**** Data to process ****

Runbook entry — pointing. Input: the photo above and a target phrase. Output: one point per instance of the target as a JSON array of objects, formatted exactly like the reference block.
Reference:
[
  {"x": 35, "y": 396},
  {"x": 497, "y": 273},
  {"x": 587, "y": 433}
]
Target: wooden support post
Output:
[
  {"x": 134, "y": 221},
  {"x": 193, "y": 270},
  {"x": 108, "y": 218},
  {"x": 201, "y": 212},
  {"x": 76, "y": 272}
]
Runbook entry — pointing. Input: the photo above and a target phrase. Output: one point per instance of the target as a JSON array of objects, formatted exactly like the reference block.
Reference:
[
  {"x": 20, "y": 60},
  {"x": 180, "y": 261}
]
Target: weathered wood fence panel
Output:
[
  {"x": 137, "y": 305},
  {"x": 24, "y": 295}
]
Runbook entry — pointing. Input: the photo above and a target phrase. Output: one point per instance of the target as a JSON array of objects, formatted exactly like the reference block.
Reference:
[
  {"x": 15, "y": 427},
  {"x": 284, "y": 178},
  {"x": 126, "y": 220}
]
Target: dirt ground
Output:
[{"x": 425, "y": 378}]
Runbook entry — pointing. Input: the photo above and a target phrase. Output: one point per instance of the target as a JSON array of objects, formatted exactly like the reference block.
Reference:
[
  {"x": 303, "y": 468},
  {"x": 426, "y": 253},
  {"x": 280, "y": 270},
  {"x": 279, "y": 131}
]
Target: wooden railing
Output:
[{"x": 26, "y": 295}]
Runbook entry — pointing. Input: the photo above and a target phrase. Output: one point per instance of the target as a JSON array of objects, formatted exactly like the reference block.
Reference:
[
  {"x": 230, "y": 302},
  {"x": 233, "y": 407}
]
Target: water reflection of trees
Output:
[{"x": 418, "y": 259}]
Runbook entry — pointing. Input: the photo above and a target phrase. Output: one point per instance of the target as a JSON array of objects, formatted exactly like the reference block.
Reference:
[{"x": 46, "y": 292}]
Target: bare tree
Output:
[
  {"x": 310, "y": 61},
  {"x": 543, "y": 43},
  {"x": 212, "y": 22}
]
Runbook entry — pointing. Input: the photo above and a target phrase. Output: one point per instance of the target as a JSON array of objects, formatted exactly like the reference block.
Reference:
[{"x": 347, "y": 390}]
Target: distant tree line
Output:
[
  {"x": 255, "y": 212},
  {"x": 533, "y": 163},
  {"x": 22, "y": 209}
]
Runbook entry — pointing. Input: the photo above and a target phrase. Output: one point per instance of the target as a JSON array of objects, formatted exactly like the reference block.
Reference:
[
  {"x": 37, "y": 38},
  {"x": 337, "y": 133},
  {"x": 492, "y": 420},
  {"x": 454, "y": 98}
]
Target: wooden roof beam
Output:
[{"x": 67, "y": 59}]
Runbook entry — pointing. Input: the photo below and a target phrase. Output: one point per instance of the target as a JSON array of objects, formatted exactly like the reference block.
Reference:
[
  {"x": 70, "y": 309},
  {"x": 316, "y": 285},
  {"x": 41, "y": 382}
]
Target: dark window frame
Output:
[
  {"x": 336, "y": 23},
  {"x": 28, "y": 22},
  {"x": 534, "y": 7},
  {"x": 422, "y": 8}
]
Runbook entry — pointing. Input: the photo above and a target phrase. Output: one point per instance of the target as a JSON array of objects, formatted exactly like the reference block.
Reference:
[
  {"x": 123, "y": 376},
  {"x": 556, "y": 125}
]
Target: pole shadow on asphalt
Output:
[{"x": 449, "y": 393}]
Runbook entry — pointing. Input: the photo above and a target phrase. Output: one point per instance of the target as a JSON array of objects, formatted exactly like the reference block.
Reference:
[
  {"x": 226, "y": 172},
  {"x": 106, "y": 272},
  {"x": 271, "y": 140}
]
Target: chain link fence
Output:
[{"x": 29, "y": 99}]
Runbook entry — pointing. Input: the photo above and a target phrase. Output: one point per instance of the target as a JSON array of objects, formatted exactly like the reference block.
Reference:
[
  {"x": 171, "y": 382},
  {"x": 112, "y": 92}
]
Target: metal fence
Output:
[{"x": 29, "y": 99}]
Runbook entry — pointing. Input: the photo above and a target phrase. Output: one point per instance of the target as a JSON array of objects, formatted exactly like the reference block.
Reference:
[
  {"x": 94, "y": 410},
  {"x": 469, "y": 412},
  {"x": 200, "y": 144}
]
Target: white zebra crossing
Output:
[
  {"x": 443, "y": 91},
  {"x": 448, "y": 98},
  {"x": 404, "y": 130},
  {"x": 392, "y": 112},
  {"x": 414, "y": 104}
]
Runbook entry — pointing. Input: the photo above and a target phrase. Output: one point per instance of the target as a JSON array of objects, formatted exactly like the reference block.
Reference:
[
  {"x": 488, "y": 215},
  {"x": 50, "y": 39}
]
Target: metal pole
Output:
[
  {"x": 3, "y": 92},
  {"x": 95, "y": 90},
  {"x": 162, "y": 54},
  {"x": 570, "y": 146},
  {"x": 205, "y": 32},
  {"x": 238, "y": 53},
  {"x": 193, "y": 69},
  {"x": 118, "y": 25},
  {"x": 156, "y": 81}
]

****

# Task requirements:
Once you have counted the lines of the data that contain the word "wooden", please reply with that number alone.

# Output for this exercise:
3